### [What you should do]
Identify every line in the data below that contains the word "eyebrow", and copy each of those lines.

### [Records for the task]
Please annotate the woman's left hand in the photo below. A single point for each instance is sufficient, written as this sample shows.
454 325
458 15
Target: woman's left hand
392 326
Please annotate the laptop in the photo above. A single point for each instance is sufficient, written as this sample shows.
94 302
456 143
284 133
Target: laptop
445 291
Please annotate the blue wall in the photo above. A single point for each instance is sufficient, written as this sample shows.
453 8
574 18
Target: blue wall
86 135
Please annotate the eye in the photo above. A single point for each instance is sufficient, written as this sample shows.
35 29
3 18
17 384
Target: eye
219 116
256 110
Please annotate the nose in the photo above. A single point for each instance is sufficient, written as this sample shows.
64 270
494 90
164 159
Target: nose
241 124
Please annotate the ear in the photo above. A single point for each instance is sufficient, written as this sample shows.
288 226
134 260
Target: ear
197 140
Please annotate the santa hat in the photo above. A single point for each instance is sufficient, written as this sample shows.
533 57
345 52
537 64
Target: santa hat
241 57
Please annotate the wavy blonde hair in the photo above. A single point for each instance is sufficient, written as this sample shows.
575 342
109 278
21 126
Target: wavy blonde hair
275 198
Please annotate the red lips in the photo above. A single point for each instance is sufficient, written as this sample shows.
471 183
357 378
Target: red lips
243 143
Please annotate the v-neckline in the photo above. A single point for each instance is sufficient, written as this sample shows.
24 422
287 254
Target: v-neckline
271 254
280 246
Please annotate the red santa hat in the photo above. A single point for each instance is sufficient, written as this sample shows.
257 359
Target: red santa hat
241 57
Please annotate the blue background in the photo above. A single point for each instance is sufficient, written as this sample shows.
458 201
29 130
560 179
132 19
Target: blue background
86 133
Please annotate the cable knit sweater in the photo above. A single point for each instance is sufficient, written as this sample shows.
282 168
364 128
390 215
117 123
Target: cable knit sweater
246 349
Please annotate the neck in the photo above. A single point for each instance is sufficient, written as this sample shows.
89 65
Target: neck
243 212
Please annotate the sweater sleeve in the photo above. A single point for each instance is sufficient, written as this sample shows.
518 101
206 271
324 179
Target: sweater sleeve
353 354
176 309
...
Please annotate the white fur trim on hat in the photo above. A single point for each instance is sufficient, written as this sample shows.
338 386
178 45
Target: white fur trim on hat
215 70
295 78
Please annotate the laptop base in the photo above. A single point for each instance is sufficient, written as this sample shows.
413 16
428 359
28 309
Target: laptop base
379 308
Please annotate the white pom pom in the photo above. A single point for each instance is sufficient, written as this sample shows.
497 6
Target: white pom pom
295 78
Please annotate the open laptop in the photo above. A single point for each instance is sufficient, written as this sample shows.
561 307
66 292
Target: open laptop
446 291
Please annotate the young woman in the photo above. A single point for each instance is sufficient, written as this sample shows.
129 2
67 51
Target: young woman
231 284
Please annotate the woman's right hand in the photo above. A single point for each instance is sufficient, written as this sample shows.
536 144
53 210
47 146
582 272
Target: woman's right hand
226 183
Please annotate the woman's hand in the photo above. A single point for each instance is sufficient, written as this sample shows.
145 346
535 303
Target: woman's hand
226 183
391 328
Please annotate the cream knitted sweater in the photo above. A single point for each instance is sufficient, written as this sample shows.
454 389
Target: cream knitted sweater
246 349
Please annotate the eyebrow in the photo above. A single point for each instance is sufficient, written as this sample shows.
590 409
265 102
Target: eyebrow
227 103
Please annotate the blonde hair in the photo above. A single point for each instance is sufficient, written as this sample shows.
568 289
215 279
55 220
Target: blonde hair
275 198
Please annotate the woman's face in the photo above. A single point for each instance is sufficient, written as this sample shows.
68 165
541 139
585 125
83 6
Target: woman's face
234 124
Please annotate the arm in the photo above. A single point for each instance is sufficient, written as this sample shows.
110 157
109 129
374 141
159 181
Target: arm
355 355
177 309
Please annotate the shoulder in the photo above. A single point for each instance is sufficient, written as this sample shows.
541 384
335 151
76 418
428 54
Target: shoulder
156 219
...
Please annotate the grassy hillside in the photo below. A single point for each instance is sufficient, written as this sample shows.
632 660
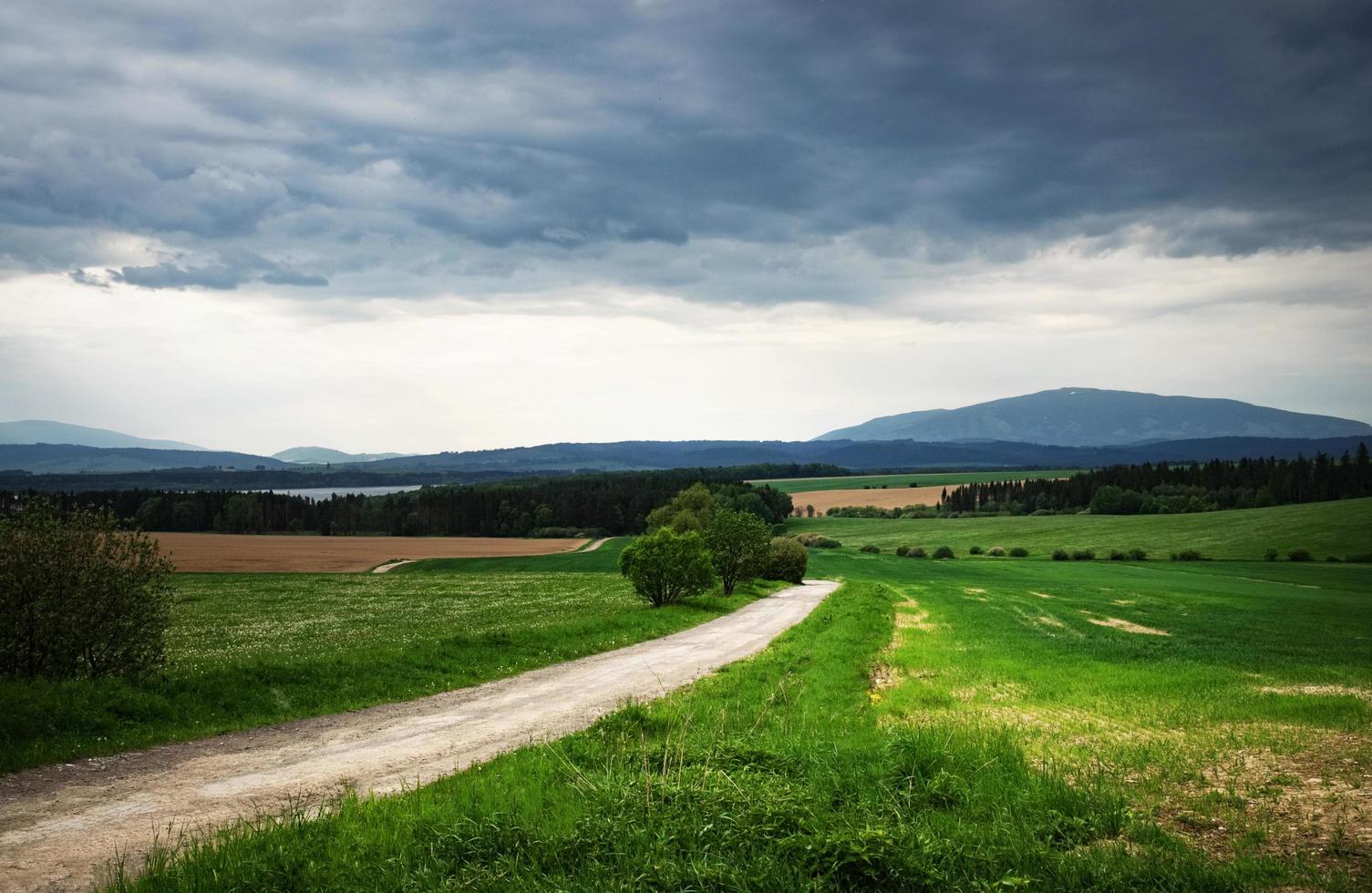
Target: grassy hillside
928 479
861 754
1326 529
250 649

### [Output]
Please annotate the eyebrow in the photo above. A single point for each instance is sufficient, written as this sample shows.
Target: eyebrow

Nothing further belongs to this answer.